▶ _Your instructions_:
Below are entries. Copy exactly the lines running from the line that holds "Target: church entrance arch" to the line that holds "Target: black shoe", with both ends included.

▶ _Supplied records_:
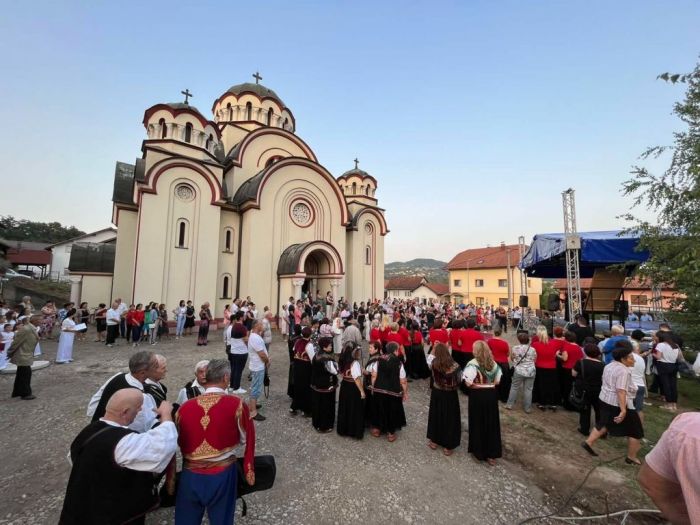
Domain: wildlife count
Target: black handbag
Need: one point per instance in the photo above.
(577, 396)
(265, 473)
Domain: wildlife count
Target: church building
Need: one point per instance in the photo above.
(239, 206)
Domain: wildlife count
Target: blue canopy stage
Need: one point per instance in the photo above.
(546, 257)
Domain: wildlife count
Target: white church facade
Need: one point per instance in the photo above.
(238, 206)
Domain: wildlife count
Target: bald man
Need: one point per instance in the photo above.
(112, 479)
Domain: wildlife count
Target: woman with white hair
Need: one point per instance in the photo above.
(195, 387)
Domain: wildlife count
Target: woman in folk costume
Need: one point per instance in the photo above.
(64, 353)
(375, 352)
(415, 354)
(444, 419)
(351, 402)
(481, 375)
(304, 352)
(389, 391)
(324, 381)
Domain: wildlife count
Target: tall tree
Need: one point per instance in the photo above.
(23, 230)
(674, 196)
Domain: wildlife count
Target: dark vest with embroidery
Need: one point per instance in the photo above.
(99, 490)
(388, 375)
(321, 378)
(117, 383)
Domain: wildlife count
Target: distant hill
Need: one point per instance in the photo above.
(431, 268)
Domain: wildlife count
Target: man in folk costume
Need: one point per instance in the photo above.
(153, 385)
(211, 426)
(112, 479)
(141, 364)
(21, 353)
(195, 387)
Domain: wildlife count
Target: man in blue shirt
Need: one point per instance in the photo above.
(618, 334)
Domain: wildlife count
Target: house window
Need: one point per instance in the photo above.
(228, 240)
(181, 233)
(640, 300)
(226, 287)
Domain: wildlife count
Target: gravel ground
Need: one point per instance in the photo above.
(321, 478)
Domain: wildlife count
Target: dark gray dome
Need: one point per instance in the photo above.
(258, 89)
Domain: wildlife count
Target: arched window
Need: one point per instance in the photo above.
(181, 234)
(228, 240)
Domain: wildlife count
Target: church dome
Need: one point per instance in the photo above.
(260, 90)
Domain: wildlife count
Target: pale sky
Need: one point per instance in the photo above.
(472, 116)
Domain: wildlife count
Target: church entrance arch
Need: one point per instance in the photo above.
(306, 267)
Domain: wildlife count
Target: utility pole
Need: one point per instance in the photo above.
(573, 250)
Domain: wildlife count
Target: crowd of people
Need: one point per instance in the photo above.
(338, 385)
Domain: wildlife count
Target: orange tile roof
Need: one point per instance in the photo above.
(493, 257)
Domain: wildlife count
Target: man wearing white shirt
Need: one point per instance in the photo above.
(112, 476)
(140, 366)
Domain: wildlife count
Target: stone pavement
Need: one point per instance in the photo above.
(321, 478)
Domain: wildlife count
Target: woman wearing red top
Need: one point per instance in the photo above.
(546, 380)
(501, 354)
(438, 334)
(137, 318)
(568, 356)
(395, 337)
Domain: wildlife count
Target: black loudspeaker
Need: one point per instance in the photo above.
(553, 302)
(621, 308)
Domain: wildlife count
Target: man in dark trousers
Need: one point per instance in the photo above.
(112, 479)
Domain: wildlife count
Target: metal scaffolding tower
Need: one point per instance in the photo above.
(524, 319)
(573, 249)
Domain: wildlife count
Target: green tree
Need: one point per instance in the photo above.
(23, 230)
(674, 196)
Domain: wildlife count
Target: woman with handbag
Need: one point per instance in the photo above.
(588, 378)
(666, 354)
(523, 370)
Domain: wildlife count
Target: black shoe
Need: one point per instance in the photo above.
(588, 449)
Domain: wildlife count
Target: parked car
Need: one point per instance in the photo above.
(11, 274)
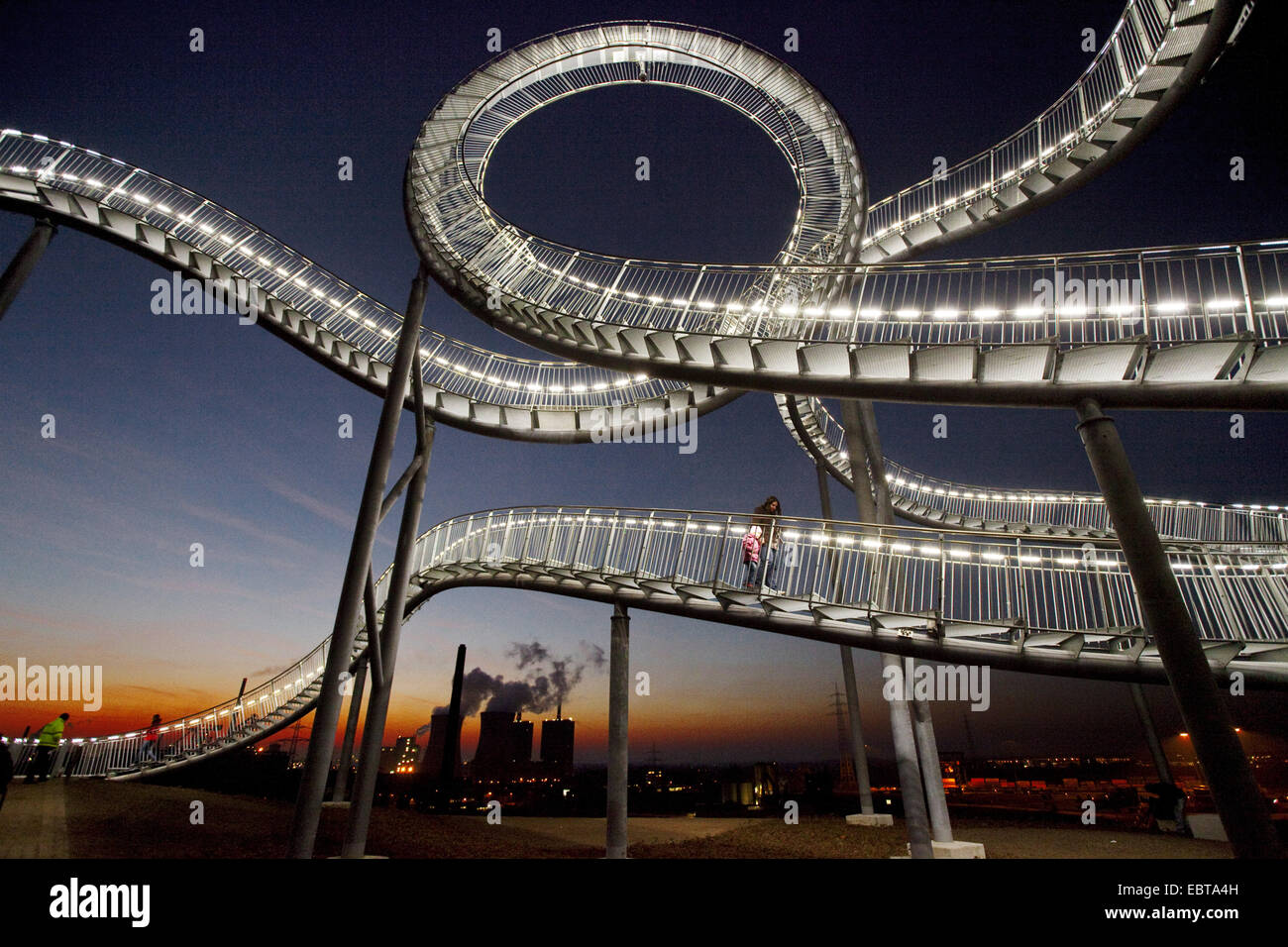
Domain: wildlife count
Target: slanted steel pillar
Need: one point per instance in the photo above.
(618, 748)
(24, 262)
(381, 688)
(901, 720)
(340, 789)
(1146, 723)
(317, 764)
(1234, 789)
(858, 753)
(932, 775)
(927, 750)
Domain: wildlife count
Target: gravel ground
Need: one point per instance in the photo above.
(136, 821)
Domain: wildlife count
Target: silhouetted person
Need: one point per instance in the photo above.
(47, 742)
(150, 740)
(764, 523)
(1167, 804)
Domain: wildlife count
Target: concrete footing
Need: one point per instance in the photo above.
(953, 849)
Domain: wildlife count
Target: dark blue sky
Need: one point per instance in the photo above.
(180, 429)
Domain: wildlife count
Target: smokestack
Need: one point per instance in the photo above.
(452, 745)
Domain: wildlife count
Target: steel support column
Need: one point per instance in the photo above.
(914, 814)
(927, 750)
(340, 789)
(618, 748)
(317, 764)
(858, 753)
(1234, 789)
(931, 774)
(377, 706)
(24, 262)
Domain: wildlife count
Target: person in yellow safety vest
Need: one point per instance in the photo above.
(47, 742)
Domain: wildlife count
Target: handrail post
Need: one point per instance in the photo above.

▶ _Task response_:
Target: church entrance arch
Need: one point per instance in the photo above.
(306, 267)
Domain: wildlife count
Target: utility pole
Need: one point per instance in the photo above.
(573, 250)
Domain: wildlife count
Target: crowd of people
Need: one point per instance in the photo above.
(338, 385)
Domain: wildlife count
Target: orange tile roof
Need: one point per instance in the photo above.
(493, 257)
Domain: wildlife count
Target: man wearing white shirt
Need: one point per instance in the photo above.
(112, 476)
(140, 366)
Domain: wildlife count
Target: stone pavement
Need: one point per instance in the photo above.
(321, 478)
Domain: wildlife count
Target: woman wearing red top
Need: one point per instance in the photo above.
(546, 380)
(501, 354)
(438, 334)
(137, 318)
(568, 356)
(395, 337)
Domain: wildlife count
Target: black loudspeaker
Need: one point per instance in the photo above.
(553, 302)
(621, 308)
Domain: wildlife count
Target: man in dark trousers
Need: one point per instance in the photo above.
(112, 479)
Domain: wildlife count
Target: metal scaffolding tower
Need: one point per instance in the photo above.
(524, 319)
(573, 249)
Domain: wildlife count
Target: green tree
Need: one point per instance in the photo above.
(23, 230)
(674, 196)
Domain: wildlife count
Target: woman with handbag
Need: one point per instance in the photo above.
(588, 378)
(666, 354)
(523, 370)
Domain: wildlife count
Target: black shoe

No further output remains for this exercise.